### WORK ITEM
Retype exactly the stretch of lines that begins at the line containing "column 408, row 676" and ends at the last line of the data, with no other lines.

### DATA
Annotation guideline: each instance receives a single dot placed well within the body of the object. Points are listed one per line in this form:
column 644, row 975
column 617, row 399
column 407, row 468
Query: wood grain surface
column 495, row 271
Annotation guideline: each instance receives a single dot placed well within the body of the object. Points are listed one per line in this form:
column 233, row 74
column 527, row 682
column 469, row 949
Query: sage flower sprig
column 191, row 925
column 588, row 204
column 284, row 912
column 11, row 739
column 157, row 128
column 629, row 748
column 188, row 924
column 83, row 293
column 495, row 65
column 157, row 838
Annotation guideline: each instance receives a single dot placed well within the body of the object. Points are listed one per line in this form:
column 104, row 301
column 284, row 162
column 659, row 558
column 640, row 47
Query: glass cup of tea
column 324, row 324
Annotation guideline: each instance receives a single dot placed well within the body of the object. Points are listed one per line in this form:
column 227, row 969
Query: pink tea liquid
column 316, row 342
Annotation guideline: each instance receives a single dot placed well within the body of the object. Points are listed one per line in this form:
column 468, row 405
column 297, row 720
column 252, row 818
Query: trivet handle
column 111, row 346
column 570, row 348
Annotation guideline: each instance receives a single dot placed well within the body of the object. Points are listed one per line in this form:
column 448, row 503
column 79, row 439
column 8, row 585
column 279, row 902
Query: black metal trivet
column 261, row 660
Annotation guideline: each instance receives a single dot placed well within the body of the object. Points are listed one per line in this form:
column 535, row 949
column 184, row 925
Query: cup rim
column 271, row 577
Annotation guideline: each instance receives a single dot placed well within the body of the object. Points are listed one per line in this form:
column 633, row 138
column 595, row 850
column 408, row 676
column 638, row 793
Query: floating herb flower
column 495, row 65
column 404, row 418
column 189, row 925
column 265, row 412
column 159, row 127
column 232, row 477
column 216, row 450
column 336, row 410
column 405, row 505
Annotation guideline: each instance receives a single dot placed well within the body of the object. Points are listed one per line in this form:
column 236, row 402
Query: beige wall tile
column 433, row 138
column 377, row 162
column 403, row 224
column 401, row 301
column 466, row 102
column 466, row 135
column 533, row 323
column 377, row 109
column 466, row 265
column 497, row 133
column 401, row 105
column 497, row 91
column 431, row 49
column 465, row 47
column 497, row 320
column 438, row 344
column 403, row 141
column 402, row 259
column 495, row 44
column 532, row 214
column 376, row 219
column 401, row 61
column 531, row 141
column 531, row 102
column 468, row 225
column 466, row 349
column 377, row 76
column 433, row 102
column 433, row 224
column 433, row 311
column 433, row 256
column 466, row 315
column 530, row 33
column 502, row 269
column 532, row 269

### SOLUTION FOR THIS PROBLEM
column 408, row 676
column 638, row 793
Query: floating herb flower
column 495, row 65
column 404, row 418
column 189, row 925
column 265, row 412
column 159, row 127
column 232, row 477
column 216, row 450
column 336, row 410
column 405, row 505
Annotation guideline: each instance receives a single dot placed well within the body of the object. Points are listed one per line in this form:
column 236, row 402
Query: beige wall tile
column 433, row 138
column 377, row 162
column 403, row 224
column 401, row 301
column 466, row 102
column 466, row 135
column 533, row 323
column 377, row 109
column 466, row 265
column 497, row 133
column 401, row 105
column 497, row 91
column 431, row 49
column 465, row 47
column 497, row 320
column 438, row 344
column 403, row 141
column 402, row 259
column 495, row 44
column 532, row 214
column 376, row 219
column 401, row 61
column 531, row 141
column 531, row 102
column 468, row 225
column 466, row 349
column 377, row 76
column 433, row 102
column 433, row 224
column 433, row 311
column 433, row 256
column 466, row 315
column 530, row 33
column 502, row 269
column 532, row 269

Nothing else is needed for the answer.